→ QUESTIONS
1) From the article on the University of Chicago nurses below, repeat word for word the passage that begins at the words "The hospital had" and stops after "of patient care.".
2) Carry on the article on the University of Chicago nurses below, picking up after its final sentence.

Top of TEXT SHOWN

University of Chicago Nurses Narrowly Avert Strike, Claim Victory Against Hospital
Miriam Shestack
Early Tuesday, National Nurses United (NNU) announced that its 1,500 members at the University of Chicago Medical Center (UCMC) would not go on strike as planned. The union called for a one-day strike set for April 30, following nearly eight months of negotiations and a strike authorization vote on January 29, when 95% of membership voted in favor of authorizing a strike; now, the union is claiming victory in its negotiations with the medical center.
Jan Rodolfo, lead negotiator and Midwest Director of NNU has stated that she “feels wonderful about the outcome, as do nurses. … We accomplished many of our objectives” in negotiations.
The hospital had stated that the key issue at stake in negotiations was the union’s demand for more money on top of the yearly raises offered by the hospital. The union, however, insisted that they were fighting against a dramatic increase in healthcare premiums for nurses and focusing on staffing and scheduling issues that directly impact the quality of patient care.
As part of these staffing-related demands, the union also asked to set a fixed maximum number of patients that can be assigned to each nurse and increase the number of additional patient care support nurses. Nurses around the country have been raising concerns about what they often claim are inadequate staffing hospitals for decades. California is the only state with legally mandated nurse-to-patient ratios, which came into law in 2004; some studies have shown that lower patient-to-nurse ratios are linked to fewer patient deaths and improved quality of health. In cases where nurses’ workloads are in line with California-mandated ratios, nurses’ burnout and job dissatisfaction are lower, and nurses report consistently better quality of care.
NNU members in Washington, D.C., on strike last year. (NNU / Flickr)
The agreement reached on Tuesday did not include mandatory nurse-to-patient ratios in the UCMC, but the union stated that they were able to reduce patient assignments for some nurses and gained additional support nurses. The UCMC declined to comment on nurse-to-patient ratios in the hospital.
Rodolfo further indicated that use of rotating shifts, a key issue for the nurses in bargaining, will end, representing “a major improvement in patient safety.” Rodolfo explained that prior to these developments, about 40 percent of UCMC nurses could be required to work both day and night shifts within a given six-week period, and could even be required to do so within the same week. This practice, she says, “results in people getting very behind on sleep and making medication errors. Nurses are less likely to catch subtle changes in patients’ condition before it’s too late.” The hospital, Rodolfo claims, was proposing to increase the use of rotating shifts. The UCMC declined to comment on these developments.

Bottom of TEXT SHOWN
Top of GIVEN RECORDS

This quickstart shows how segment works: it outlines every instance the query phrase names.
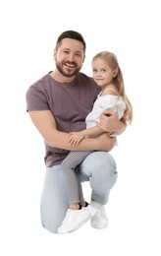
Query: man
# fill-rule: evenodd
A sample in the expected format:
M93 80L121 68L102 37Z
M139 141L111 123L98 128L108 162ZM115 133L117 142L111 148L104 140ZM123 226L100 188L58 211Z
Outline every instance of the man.
M91 225L95 228L104 228L108 224L104 205L117 179L115 160L108 153L114 147L114 140L108 137L108 133L98 138L85 138L75 147L69 142L70 132L85 128L85 117L99 93L94 81L80 72L84 58L82 35L74 31L64 32L56 42L54 70L27 92L27 111L45 143L46 177L40 211L42 224L51 232L57 232L69 207L61 167L69 151L93 151L76 171L80 181L90 182L90 206L95 209L95 215L90 216L87 207L81 212L86 221L91 217ZM109 111L100 116L99 126L115 133L121 133L126 127L114 112ZM79 217L79 210L77 213ZM70 231L79 228L85 221L77 216L70 217Z

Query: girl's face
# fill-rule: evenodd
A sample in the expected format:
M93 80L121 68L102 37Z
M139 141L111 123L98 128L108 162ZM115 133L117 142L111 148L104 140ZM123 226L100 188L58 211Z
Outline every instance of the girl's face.
M97 58L92 61L92 77L99 87L104 89L110 85L116 76L116 70L112 70L107 61Z

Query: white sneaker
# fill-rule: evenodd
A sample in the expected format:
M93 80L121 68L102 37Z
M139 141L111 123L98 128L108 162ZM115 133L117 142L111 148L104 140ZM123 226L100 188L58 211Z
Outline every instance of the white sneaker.
M58 233L75 231L90 220L90 214L84 208L80 210L68 209L62 224L58 227Z
M91 201L90 206L96 210L96 214L91 218L91 226L94 228L105 228L108 225L108 220L104 206L95 201Z
M92 218L97 212L97 210L94 207L90 206L89 204L87 204L84 207L84 210L88 212L88 214L90 215L90 218Z

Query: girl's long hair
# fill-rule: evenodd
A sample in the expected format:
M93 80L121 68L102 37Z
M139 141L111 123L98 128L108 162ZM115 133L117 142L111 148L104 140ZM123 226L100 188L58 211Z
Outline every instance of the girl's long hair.
M123 73L122 73L122 70L119 66L117 57L112 52L101 51L93 57L92 61L97 59L97 58L101 58L104 61L106 61L112 70L117 70L117 75L113 79L112 83L114 84L114 86L116 87L119 95L123 97L123 99L126 103L126 110L125 110L123 119L127 123L132 123L132 121L133 121L133 106L132 106L132 103L131 103L128 96L126 95Z

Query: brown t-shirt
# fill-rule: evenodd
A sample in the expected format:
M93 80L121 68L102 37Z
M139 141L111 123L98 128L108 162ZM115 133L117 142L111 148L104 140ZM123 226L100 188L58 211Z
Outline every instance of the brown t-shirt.
M59 83L47 74L28 88L27 110L50 110L59 131L80 131L85 128L85 117L91 111L99 92L92 78L82 73L79 73L70 84ZM69 153L49 147L46 143L45 149L47 166L59 164Z

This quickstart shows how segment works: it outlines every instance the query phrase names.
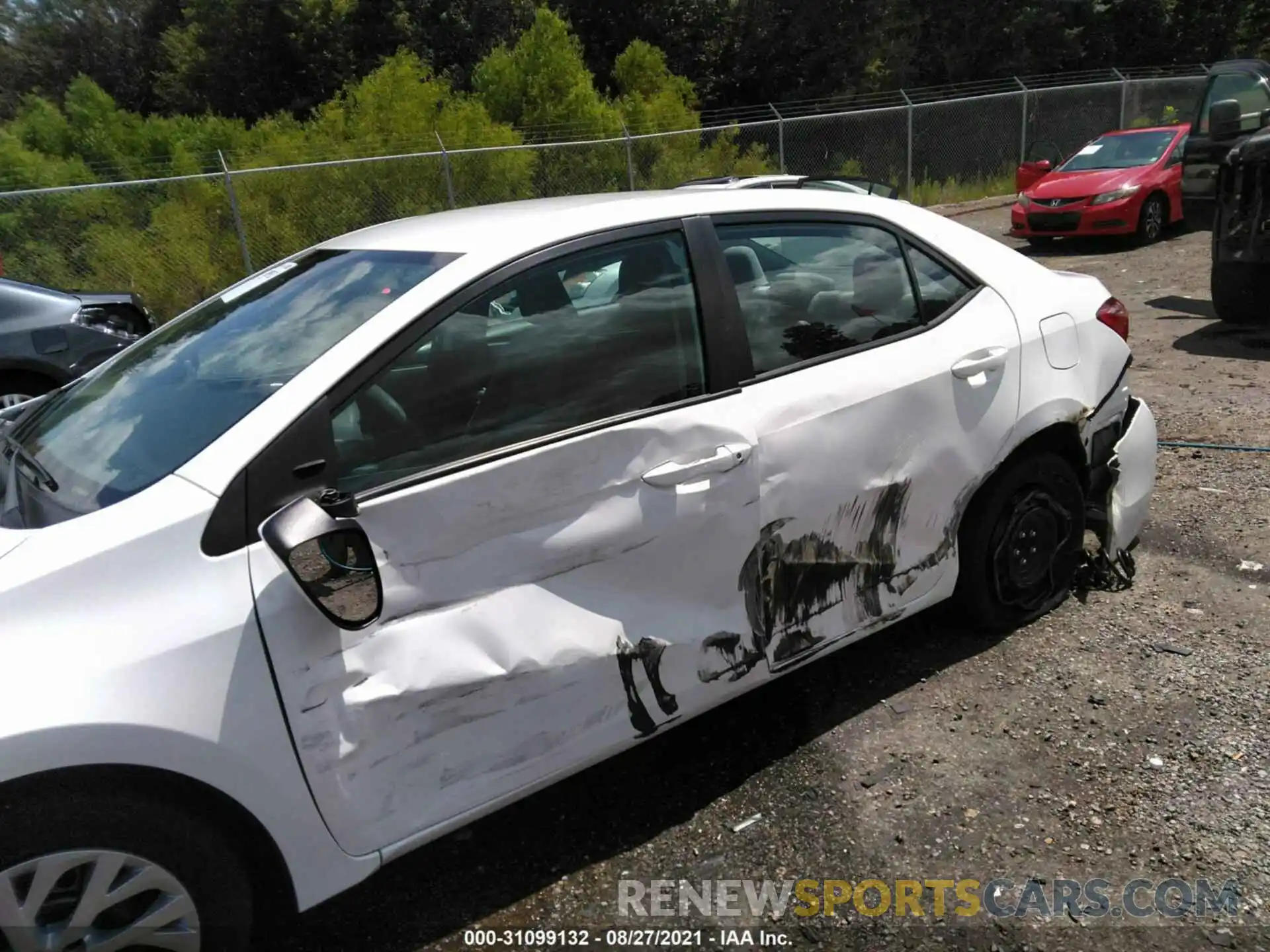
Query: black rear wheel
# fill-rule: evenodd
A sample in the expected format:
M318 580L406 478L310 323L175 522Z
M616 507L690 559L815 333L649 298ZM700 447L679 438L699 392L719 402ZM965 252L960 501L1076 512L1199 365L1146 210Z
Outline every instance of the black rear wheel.
M1270 261L1214 261L1209 277L1213 310L1229 324L1270 322Z
M954 599L961 621L1011 631L1067 598L1085 539L1085 491L1063 457L1025 457L987 482L961 519Z

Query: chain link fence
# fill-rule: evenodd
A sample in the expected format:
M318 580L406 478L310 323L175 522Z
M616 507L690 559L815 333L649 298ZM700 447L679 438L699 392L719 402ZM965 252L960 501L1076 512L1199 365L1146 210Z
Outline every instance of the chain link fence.
M893 183L922 204L1007 194L1019 161L1071 155L1113 128L1186 121L1204 86L1199 67L1062 79L770 105L674 132L452 151L438 140L404 156L8 192L0 254L10 278L136 291L171 317L319 241L446 208L775 171Z

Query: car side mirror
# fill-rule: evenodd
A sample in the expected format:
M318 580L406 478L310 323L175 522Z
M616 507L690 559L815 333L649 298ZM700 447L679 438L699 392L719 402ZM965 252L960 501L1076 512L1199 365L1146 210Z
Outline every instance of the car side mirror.
M1238 99L1222 99L1208 110L1208 132L1213 138L1233 138L1243 129L1243 107Z
M361 631L384 611L384 583L366 531L312 499L297 499L260 526L300 590L331 623Z

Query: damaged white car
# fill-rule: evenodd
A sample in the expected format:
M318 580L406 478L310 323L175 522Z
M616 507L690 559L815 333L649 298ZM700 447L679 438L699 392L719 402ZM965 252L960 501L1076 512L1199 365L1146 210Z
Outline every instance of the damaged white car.
M1126 338L1092 278L824 190L239 283L4 424L0 947L241 948L904 616L1036 618L1147 515Z

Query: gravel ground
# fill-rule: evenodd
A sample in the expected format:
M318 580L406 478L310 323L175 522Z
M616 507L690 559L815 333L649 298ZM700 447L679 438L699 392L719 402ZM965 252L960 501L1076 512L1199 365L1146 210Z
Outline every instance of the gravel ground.
M1007 216L960 220L1008 241ZM1044 255L1129 305L1161 439L1270 446L1270 333L1213 320L1206 241ZM1270 565L1267 463L1162 449L1133 589L1003 640L937 612L890 628L386 867L271 948L470 948L472 928L602 946L616 924L702 928L706 948L749 947L719 934L748 927L794 948L1270 949L1270 574L1240 567ZM625 878L1001 876L1236 878L1240 916L936 918L930 894L925 919L615 914Z

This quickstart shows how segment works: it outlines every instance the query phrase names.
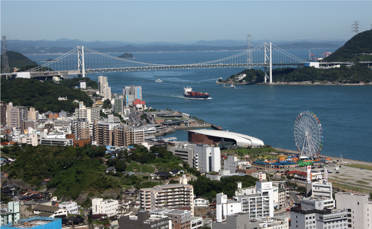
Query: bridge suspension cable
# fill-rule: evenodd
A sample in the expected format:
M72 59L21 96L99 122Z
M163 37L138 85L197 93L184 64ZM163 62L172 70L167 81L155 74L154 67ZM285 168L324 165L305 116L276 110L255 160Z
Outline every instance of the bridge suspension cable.
M247 55L249 52L249 55ZM252 57L249 61L247 59L249 56ZM97 72L188 68L264 67L265 68L265 82L267 78L271 82L271 77L266 73L267 69L269 69L269 75L271 75L273 66L300 67L304 66L304 62L305 60L271 43L265 43L249 51L245 50L241 53L218 60L182 64L140 62L114 57L109 54L99 53L81 47L27 71L32 73L35 77L76 74L85 77L86 73Z

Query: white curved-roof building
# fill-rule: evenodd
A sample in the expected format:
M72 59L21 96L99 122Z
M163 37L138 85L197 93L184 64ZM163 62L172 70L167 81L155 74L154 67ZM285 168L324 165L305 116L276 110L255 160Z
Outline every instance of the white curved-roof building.
M225 142L233 142L238 146L263 146L264 142L261 140L241 133L234 133L234 132L217 130L214 129L193 129L188 130L188 141L194 142L195 140L198 139L197 135L193 134L198 134L206 136L206 141L213 140L214 142L221 142L222 139L224 139ZM204 139L203 136L200 136L199 142L202 142Z

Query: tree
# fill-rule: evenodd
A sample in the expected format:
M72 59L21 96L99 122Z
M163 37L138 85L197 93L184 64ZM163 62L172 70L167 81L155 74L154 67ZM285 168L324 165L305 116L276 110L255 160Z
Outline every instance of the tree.
M127 168L127 163L123 160L119 160L115 165L115 168L117 171L123 172Z

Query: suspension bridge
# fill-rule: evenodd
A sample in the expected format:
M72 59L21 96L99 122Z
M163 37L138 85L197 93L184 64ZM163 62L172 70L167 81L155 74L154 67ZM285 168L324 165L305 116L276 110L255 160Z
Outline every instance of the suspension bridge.
M265 82L272 82L273 67L303 67L304 60L281 50L272 43L265 43L251 50L219 60L186 64L158 64L134 61L77 47L60 57L27 71L31 78L133 71L211 68L252 68L263 67ZM86 66L89 66L86 67Z

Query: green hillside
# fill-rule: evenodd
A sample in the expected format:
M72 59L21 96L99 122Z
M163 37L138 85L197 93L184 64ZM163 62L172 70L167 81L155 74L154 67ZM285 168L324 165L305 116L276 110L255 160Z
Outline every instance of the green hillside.
M84 91L55 83L52 80L42 82L36 79L18 78L13 80L1 81L2 100L15 106L33 107L39 112L61 110L74 112L78 107L74 100L84 102L91 107L93 101ZM58 97L67 97L67 100L58 100Z
M354 36L345 45L328 57L326 61L365 61L372 60L372 55L358 54L372 53L372 30Z
M8 51L8 61L9 63L9 67L12 69L16 67L21 68L26 65L37 65L37 63L32 61L22 54L17 52ZM1 55L1 63L3 63L3 55ZM13 71L11 71L11 72Z
M333 54L332 54L333 55ZM232 75L227 79L235 78L235 75L246 74L242 80L251 82L256 80L256 82L264 81L264 72L261 70L245 69L236 75ZM273 82L301 82L302 81L328 80L336 82L359 83L361 81L372 81L372 71L367 65L356 62L355 66L349 68L341 65L340 68L324 69L313 67L292 68L276 68L272 70ZM345 80L345 81L344 81Z

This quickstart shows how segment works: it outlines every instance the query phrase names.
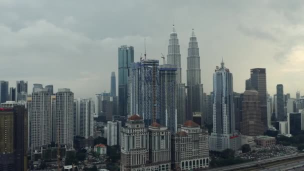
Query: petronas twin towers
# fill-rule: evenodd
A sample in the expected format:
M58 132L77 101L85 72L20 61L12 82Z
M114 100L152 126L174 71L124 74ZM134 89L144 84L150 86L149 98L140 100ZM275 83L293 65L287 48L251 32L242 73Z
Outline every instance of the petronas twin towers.
M180 45L174 25L170 34L167 60L168 64L174 64L177 68L178 124L182 124L186 120L192 120L193 114L202 115L203 112L203 88L200 83L200 58L196 37L193 29L188 48L186 86L184 84L182 83Z

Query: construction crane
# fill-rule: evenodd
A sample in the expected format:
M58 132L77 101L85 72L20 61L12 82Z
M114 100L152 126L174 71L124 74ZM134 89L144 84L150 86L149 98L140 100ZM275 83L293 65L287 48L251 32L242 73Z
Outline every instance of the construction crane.
M162 53L162 58L164 60L164 56Z

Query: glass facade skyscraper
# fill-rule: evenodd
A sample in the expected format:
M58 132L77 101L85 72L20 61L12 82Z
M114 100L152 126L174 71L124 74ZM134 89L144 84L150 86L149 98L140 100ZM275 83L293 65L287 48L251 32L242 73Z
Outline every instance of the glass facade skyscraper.
M131 64L134 62L134 48L126 45L118 48L118 113L128 115L128 78Z

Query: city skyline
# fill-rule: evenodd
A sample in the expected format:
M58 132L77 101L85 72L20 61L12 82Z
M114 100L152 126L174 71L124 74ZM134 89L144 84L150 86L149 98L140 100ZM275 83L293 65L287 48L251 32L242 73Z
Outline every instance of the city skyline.
M300 36L303 24L298 20L302 18L298 14L302 9L296 8L301 6L300 2L214 2L207 4L168 1L162 2L161 6L160 2L147 6L131 1L126 6L116 6L118 9L114 15L102 18L100 16L109 12L106 6L114 6L113 2L102 6L98 2L90 4L77 2L73 4L76 10L69 13L64 7L60 8L52 6L53 3L13 1L0 4L4 14L6 14L2 16L0 29L4 38L0 45L4 56L2 64L7 66L2 69L8 67L16 71L5 74L5 70L0 72L2 73L2 80L9 81L10 86L20 80L28 80L30 85L52 84L55 85L55 90L64 86L71 88L76 98L93 96L96 92L110 91L108 76L111 72L118 73L118 47L122 44L134 46L134 61L138 61L140 54L144 53L144 39L146 38L148 56L161 61L160 53L166 56L168 34L174 24L178 34L184 80L186 80L190 32L192 28L196 30L205 92L212 91L210 82L213 68L222 56L234 73L236 92L244 92L244 82L248 78L250 70L254 68L267 70L267 90L271 94L275 94L276 86L279 84L284 84L285 92L292 97L298 89L304 91L301 89L303 84L296 79L304 74L300 66L304 62L300 58L304 52ZM66 3L62 2L62 6L66 6ZM16 10L21 6L20 10ZM41 10L31 10L37 6ZM77 10L80 8L82 10ZM119 10L121 8L124 10ZM162 12L156 14L150 8ZM218 12L212 12L218 8ZM32 12L28 12L29 10ZM86 10L96 13L93 15L82 12ZM144 14L133 12L140 10L144 11ZM58 12L48 15L50 11ZM132 12L126 14L126 11ZM260 18L257 14L266 17ZM132 18L124 29L118 26L120 23L126 23L120 17L122 15ZM150 16L160 20L152 20ZM202 22L194 22L196 20ZM103 26L96 23L102 23ZM226 28L225 32L222 32L224 28ZM46 35L52 36L46 38ZM38 52L37 48L44 50ZM44 64L46 63L48 64ZM70 70L66 70L68 64ZM20 68L26 72L21 72ZM278 72L280 77L276 76ZM29 92L31 92L30 88Z

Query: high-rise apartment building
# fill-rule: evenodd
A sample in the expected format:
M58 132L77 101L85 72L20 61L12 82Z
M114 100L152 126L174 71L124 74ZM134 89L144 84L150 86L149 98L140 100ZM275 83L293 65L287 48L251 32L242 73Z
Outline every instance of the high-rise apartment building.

Bottom of GIVEN RECORDS

→ RESULTS FOR EACH TASK
1)
The hospital had stated that the key issue at stake in negotiations was the union’s demand for more money on top of the yearly raises offered by the hospital. The union, however, insisted that they were fighting against a dramatic increase in healthcare premiums for nurses and focusing on staffing and scheduling issues that directly impact the quality of patient care.

2)
Also at stake in negotiations was a hospital proposal that charge nurses, nurses with administrative responsibilities within their unit on top of patient care assignments, be converted to full-time supervisors. The union says that this change would eliminate a position in the bargaining unit; this position was kept within the union.
Rodolfo describes NNU as an “aggressive” union that “does not agree with labor-management partnerships.” “We don’t believe that the hospital and nurses have a unified set of interests,” she says. “Instead of a partnership between the hospital and nurses, we see the partnership as between nurses and patients, versus the hospital that has an economic incentive to cut back services or to cut back care as much as they can in order to make money off of patients.”
The hospital made a point of noting in an online bargaining update that NNU has called more strikes than any other nursing union in the United States.
The NNU strike announcement and subsequent withdrawal come two weeks after the union accused the hospital of bargaining in bad faith. Cindy Loudin, an organizer for NNU, reports an especially hostile environment towards union activity in the UCMC. She says that while it is common for union staff to be kept out of designated “patient care areas,” she was also denied access to nurse break rooms within hospital units, restricting her ability to communicate with union members. The hospital declined to comment on these allegations.
Even so, Rodolfo insists, “We remained willing to negotiate anytime the employer was ready.” In the end, she says, “two long days of bargaining finally paid off.”